— START RECORDS FOR THIS TASK —
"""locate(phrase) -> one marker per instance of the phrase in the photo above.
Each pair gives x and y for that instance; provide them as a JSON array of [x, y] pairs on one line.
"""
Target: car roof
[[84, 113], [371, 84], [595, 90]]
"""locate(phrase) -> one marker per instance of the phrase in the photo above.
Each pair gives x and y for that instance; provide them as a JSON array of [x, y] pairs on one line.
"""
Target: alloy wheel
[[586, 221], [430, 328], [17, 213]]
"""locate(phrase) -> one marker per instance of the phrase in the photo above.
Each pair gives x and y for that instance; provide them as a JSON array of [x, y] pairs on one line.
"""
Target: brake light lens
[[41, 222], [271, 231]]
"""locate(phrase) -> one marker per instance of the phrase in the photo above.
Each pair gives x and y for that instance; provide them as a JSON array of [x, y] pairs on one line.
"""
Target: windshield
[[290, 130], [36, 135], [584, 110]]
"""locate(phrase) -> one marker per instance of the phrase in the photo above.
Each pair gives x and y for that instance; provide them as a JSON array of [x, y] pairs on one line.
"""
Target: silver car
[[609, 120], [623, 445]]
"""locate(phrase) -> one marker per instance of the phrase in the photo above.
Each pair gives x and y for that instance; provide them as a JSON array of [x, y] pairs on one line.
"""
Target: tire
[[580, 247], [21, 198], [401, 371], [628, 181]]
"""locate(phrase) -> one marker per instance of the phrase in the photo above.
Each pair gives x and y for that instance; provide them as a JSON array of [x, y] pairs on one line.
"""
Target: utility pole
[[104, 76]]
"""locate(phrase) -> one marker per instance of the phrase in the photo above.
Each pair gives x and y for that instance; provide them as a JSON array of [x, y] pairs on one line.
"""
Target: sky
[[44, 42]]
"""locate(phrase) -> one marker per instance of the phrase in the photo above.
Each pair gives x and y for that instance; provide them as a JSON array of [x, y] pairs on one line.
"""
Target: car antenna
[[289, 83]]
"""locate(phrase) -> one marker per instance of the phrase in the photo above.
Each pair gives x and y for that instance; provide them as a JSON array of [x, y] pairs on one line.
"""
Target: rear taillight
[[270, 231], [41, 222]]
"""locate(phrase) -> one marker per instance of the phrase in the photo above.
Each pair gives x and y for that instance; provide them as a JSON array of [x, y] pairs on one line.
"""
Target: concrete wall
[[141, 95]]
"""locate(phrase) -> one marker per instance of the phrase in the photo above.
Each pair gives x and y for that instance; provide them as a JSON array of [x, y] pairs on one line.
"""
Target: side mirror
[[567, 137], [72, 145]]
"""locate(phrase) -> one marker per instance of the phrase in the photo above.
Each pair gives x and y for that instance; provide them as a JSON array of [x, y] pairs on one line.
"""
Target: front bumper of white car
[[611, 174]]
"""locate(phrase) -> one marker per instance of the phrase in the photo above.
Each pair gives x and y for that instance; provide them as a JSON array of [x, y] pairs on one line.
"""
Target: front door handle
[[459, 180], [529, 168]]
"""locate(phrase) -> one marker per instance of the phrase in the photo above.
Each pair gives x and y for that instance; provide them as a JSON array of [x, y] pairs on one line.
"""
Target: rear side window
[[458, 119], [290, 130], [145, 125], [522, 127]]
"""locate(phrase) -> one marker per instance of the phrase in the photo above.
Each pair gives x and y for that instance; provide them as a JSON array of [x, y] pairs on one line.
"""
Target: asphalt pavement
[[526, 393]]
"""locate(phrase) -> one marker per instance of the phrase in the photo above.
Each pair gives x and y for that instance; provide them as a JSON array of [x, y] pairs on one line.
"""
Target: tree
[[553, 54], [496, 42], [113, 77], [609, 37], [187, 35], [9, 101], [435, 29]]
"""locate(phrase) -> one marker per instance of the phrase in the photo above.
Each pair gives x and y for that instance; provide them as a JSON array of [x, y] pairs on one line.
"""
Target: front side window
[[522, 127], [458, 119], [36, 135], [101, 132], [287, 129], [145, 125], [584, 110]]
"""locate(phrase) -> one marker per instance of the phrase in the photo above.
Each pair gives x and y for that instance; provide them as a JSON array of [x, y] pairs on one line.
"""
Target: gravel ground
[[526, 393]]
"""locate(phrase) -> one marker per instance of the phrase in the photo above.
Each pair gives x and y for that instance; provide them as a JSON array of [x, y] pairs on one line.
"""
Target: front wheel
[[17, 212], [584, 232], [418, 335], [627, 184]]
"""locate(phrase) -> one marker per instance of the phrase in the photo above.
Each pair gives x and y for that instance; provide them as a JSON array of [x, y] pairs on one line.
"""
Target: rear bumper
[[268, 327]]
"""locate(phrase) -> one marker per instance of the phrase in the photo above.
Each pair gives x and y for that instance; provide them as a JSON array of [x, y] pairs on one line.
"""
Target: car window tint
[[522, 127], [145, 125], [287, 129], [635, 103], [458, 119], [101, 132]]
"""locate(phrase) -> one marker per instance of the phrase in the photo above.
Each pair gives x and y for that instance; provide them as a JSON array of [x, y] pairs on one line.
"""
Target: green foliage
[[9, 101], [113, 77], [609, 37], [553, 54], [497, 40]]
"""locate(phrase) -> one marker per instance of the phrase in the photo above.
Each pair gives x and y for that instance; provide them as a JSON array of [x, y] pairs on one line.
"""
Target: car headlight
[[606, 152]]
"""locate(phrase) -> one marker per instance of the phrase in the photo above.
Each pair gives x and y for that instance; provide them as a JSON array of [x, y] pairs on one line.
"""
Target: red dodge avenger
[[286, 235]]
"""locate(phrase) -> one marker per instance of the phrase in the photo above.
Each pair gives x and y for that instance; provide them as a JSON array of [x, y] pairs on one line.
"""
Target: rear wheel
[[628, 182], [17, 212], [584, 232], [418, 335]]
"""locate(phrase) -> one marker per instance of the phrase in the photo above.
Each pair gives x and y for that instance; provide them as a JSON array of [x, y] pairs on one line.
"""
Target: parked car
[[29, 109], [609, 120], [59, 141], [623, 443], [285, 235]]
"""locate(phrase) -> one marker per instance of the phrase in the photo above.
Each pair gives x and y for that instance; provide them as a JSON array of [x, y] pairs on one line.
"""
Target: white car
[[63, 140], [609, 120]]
— END RECORDS FOR THIS TASK —
PROBLEM TO WORK ON:
Give the data again, exactly as it stands.

ANSWER TO THIS PROBLEM:
"""locate(phrase) -> one marker per instance of the phrase in the photo above.
Each pair gives x and y for that instance; provide them as a JSON array of [x, y] pairs on one line.
"""
Target: car roof
[[84, 113], [371, 84], [595, 90]]
"""locate(phrase) -> one marker per instance of the phrase in the photo above.
Each pair gives x and y for that instance; provide them as a JSON array of [x, y] pairs on one line.
"""
Target: alloy wheel
[[586, 221], [430, 328], [17, 213]]
"""locate(phrase) -> one marker per instance of the phrase in the photo above.
Each pair gives x and y for that instance; provide them as a JSON array of [x, y] pairs on one line.
"""
Target: brake light lens
[[41, 222], [271, 231]]
"""locate(phrase) -> one marker per instance of the phrase in the photo above.
Each pair gives x and y for that instance; provide them as a JSON array of [x, y] pairs on one line.
"""
Target: windshield
[[290, 130], [36, 135], [584, 110]]
"""locate(phrase) -> one marker per instance of the phrase in the photo above.
Each pair gives x and y for that instance; provide them as a JSON array of [x, y] pairs on one line.
"""
Target: silver car
[[609, 120], [623, 445]]
"""locate(phrase) -> one marker per instance of the phrase in the photo above.
Each pair gives x and y for that instance; provide them as a JSON array of [x, y] pairs on one line.
"""
Target: tire
[[580, 247], [21, 198], [401, 371], [628, 181]]
"""locate(phrase) -> one marker per instance of the phrase in the photo above.
Each pair gives x and y for that instance; provide them as a JSON array of [x, y] pairs on one line.
"""
Target: utility pole
[[104, 76]]
"""locate(phrase) -> one marker per instance of the phrase in the photo above.
Each pair gives x and y for that instance; provide them as a JSON array of [x, y] pairs on one line.
"""
Target: sky
[[44, 42]]
"""locate(phrase) -> one marker per instance of the phrase in the photo above.
Each pair gives x and y for that instance; provide them as a JSON array of [x, y] pairs on one line.
"""
Target: car antenna
[[289, 83]]
"""locate(phrase) -> one marker per instance of the phrase in the photo above.
Each pair gives x and y for that instance; provide them as a JSON array of [x, y] pairs on one line.
"""
Target: rear taillight
[[270, 231], [41, 222]]
"""locate(phrase) -> one marker per instance of the phrase in the photo above.
Each pair gives x and y for that instance; provide them as a JSON array of [x, y] pairs on one line.
"""
Target: concrete wall
[[141, 95]]
"""locate(phrase) -> one marker per instance of the phrase in the photo above.
Each pair gives x and y for that instance; provide them as a JSON array of [x, y] pairs on one line.
"""
Target: side mirror
[[567, 137], [72, 145]]
"""locate(phrase) -> one marker per instance of the phrase in the photo above.
Each pair gives x and y for that instance; provide them as a JSON array of [x, y] pairs on one line.
"""
Target: front bumper of white car
[[611, 174]]
"""locate(phrase) -> one marker per instance of the phrase in the photo above.
Each pair gives x and y for that instance; provide them as a JSON array of [x, y] pairs on one line.
"""
Target: front door handle
[[459, 180], [529, 168]]
"""locate(phrase) -> one marker per instance of the phrase in the photo above.
Each pair gives x and y for that instance; provide them as a JSON array of [x, y] pairs on one line.
"""
Target: rear side window
[[458, 119], [290, 130], [145, 125], [522, 127]]
"""locate(phrase) -> one marker per instance of the phrase in the photo above.
Each pair gives x and y for that instance; provide them as a JSON array of [x, y] pairs on one line.
"""
Target: asphalt pavement
[[526, 393]]
"""locate(phrase) -> one marker per instance of the phrase in the photo above.
Each pair gives x and y for that instance; provide them as a JSON array of [x, y] pairs on one line.
"""
Target: tree
[[553, 54], [496, 42], [113, 77], [609, 37], [187, 35], [9, 101], [435, 29]]
"""locate(phrase) -> one marker per instance of the phrase in the photo above.
Each pair gives x and y for that instance; provide them as a JSON array of [x, y] pairs on one line.
"""
Target: front side window
[[522, 127], [458, 119], [36, 135], [101, 132], [287, 129], [145, 125], [584, 110]]
"""locate(phrase) -> one marker per instance of the phrase in the photo above.
Each pair gives x and y for that instance; provide them as a JSON array of [x, y] pairs on one line.
"""
Target: gravel ground
[[526, 393]]
"""locate(phrase) -> one marker per instance of the phrase in the photo above.
Each pair gives x and y for that instance; provide them as a JSON array of [x, y] pairs on one line.
"""
Target: front wheel
[[17, 212], [584, 232], [418, 335], [627, 184]]
"""locate(phrase) -> one marker per instance of the phrase in the photo above.
Each pair gives x and y for that instance; provide them as a JSON array of [x, y] pairs on one line.
"""
Target: rear bumper
[[268, 327]]
"""locate(phrase) -> one marker per instance of the phrase in the photo above.
Each pair gives x and y for that instance; provide them as a JSON array of [x, y] pairs on one line.
"""
Target: car window tint
[[522, 127], [145, 125], [287, 129], [635, 103], [458, 119], [101, 132]]
"""locate(phrase) -> one marker per instance of the phrase in the photo above.
Each pair gives x and y for that instance; provide them as a JSON array of [x, y] pairs on one line.
"""
Target: green foliage
[[9, 101], [113, 77], [609, 37], [553, 54], [497, 40]]
"""locate(phrase) -> one marker per instance of the phrase in the photo above.
Each pair gives x and y for that instance; provide them as a JSON array of [x, y] pairs on one line.
"""
Target: car headlight
[[606, 152]]
"""locate(phrase) -> one marker per instance of the phrase in the photo above.
Each pair gives x and y for that instance; provide them as a JSON array of [x, y] pairs on one line.
"""
Target: red dodge avenger
[[286, 235]]
"""locate(phrase) -> one marker per instance of the phrase in the photo above.
Each pair gives x and y for that instance; provide them as a JSON array of [x, y] pairs on one line.
"""
Target: rear wheel
[[628, 182], [17, 212], [584, 232], [418, 335]]
"""locate(phrase) -> one marker per instance of the phrase in the photo above.
Each pair gives x and y for that instance; provide them as a JSON array of [x, y] pairs on one line.
"""
Target: parked car
[[29, 109], [609, 120], [59, 141], [623, 443], [285, 235]]
"""locate(phrase) -> one marker per instance of the phrase in the photo above.
Each pair gives x and y for that instance; provide them as a JSON array of [x, y] pairs on one line.
"""
Target: white car
[[63, 140], [609, 120]]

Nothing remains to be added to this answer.